WHAT IS ASKED. Copy out the rows below, replacing every "bounding box" with "box coordinates" and leaving everything else unchanged.

EXTRACTED RECORDS.
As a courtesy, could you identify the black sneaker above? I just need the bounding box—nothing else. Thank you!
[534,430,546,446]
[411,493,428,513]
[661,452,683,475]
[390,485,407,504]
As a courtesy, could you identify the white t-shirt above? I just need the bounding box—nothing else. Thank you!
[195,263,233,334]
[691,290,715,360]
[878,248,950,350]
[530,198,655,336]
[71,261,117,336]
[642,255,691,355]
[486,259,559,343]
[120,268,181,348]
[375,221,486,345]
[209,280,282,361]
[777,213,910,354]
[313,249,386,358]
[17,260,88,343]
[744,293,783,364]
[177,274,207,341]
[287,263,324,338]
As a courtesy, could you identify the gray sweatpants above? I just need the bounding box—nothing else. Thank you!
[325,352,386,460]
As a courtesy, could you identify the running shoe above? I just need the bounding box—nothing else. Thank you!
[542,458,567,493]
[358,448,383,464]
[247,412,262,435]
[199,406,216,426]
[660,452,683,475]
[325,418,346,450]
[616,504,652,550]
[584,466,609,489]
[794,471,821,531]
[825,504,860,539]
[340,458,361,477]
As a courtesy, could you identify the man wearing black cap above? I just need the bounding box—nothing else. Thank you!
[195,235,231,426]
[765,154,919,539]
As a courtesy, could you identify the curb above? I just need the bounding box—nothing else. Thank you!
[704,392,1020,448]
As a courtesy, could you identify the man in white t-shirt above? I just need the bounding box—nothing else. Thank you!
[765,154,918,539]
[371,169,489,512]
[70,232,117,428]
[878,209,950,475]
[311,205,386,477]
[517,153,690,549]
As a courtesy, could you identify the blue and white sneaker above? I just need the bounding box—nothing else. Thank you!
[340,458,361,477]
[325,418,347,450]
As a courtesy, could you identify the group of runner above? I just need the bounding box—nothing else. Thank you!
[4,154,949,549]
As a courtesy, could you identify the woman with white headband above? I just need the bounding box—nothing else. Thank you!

EXERCISE RESULT.
As a courtesy, could you identify the black sneaker above? I just need the box coordinates—nothing else. Thank you!
[534,430,546,446]
[411,493,428,513]
[661,452,683,475]
[390,485,407,504]
As a courtesy, could you identify the white t-shirt above? I just need the box coordinates—nothing else. Thank you!
[195,263,233,334]
[691,290,715,360]
[878,248,950,350]
[530,198,655,336]
[71,261,117,336]
[642,255,691,355]
[486,259,559,343]
[120,268,181,348]
[375,221,486,345]
[209,280,282,361]
[777,213,910,354]
[313,249,386,358]
[17,260,88,343]
[744,293,783,364]
[177,274,207,341]
[287,263,324,338]
As a courtesy, could you identify the gray sweatpants above? I just need the box coordinates—nothing else. Thank you!
[325,352,386,460]
As a courtesy, could you identify the running shoe above? I just need the box coordinates—nothing else. Thank you!
[542,458,567,493]
[358,448,383,464]
[247,412,262,435]
[199,406,216,426]
[660,452,683,475]
[325,418,346,450]
[616,504,652,550]
[584,466,609,489]
[794,471,821,531]
[825,504,860,539]
[340,458,361,477]
As a courtesy, could you identify the man wearing black cap above? I just need the box coordinates—nothing else. Thank you!
[195,235,231,426]
[765,154,919,539]
As a courtesy, could you identify the curb above? I just need the box coordinates—nothing else. Thank you!
[704,392,1020,448]
As a courtesy, could you identify the man in white t-shirt above? I just need the box coordinates—nothing else. Thank you!
[765,154,918,539]
[371,169,489,512]
[70,232,117,428]
[878,209,950,475]
[311,205,386,477]
[517,153,690,549]
As a courtesy, could you identify the blue and white sneaker above? I just need the box coordinates—nothing else. Thank you!
[340,458,361,477]
[325,418,347,450]
As a courtesy, could you identify the group of runner above? I just need the box coordinates—nothing else. Thank you!
[4,154,949,549]
As a courtesy, could you identify the woman with white headband above? I just need the box coordinates—nothing else. Thank you!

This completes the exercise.